Reproduce, unaltered, the line with "# set a point on each instance of the boy's leg" along with every line that follows it in the records, up to the last.
Start of Records for the task
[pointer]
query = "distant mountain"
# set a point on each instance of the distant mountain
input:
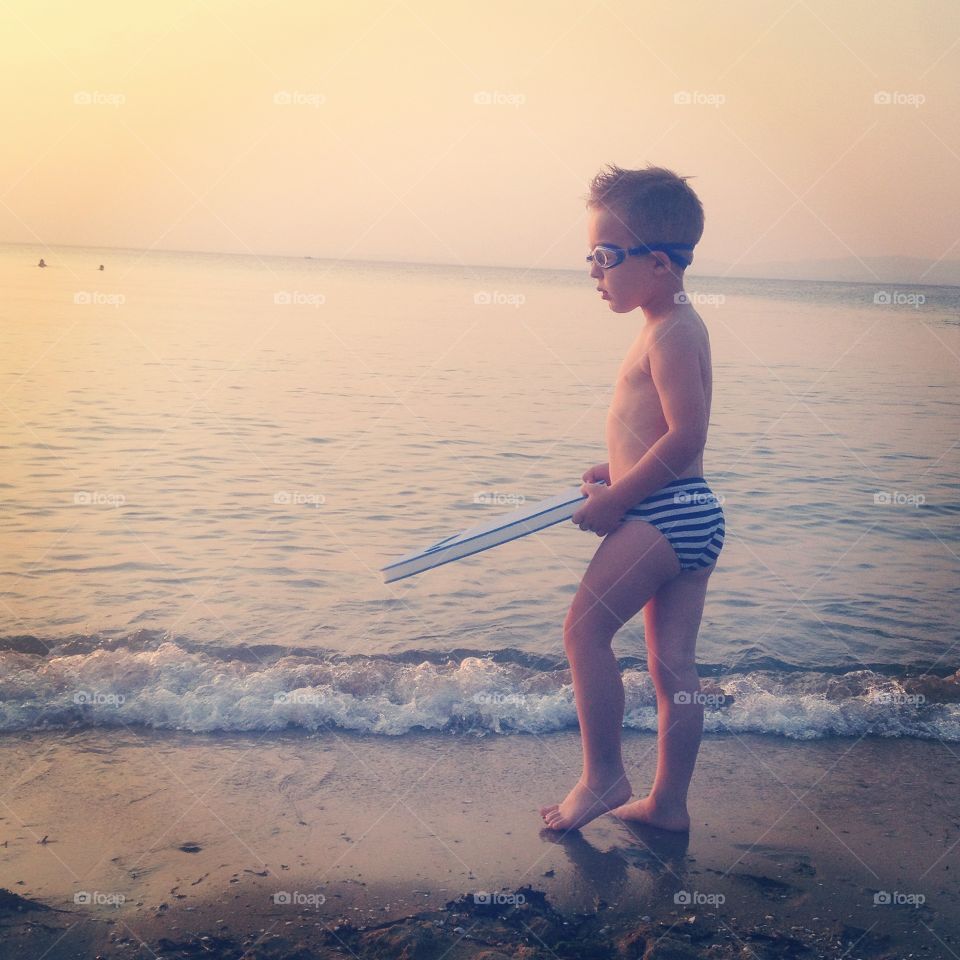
(849, 269)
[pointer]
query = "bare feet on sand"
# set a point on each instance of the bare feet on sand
(647, 810)
(587, 801)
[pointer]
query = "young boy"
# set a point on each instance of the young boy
(662, 526)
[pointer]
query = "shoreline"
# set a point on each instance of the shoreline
(400, 841)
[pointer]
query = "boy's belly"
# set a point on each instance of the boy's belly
(627, 445)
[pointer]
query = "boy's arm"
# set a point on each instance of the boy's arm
(675, 369)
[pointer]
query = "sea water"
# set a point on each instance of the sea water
(208, 459)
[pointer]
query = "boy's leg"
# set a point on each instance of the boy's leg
(671, 623)
(630, 565)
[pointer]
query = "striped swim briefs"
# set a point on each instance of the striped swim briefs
(688, 514)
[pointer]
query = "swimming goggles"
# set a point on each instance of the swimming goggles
(607, 255)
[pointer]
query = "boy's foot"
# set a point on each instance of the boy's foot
End of Records for the task
### Solution to the exercise
# set a point on each instance of the boy's leg
(671, 623)
(630, 565)
[pointer]
query = "striped swim briefs"
# set a point on each instance of the striped swim briefs
(688, 514)
[pointer]
query = "swimming goggles"
# set a point on each instance of the swimming goggles
(607, 255)
[pointer]
query = "boy's foot"
# set a point on each instance of the boy's foot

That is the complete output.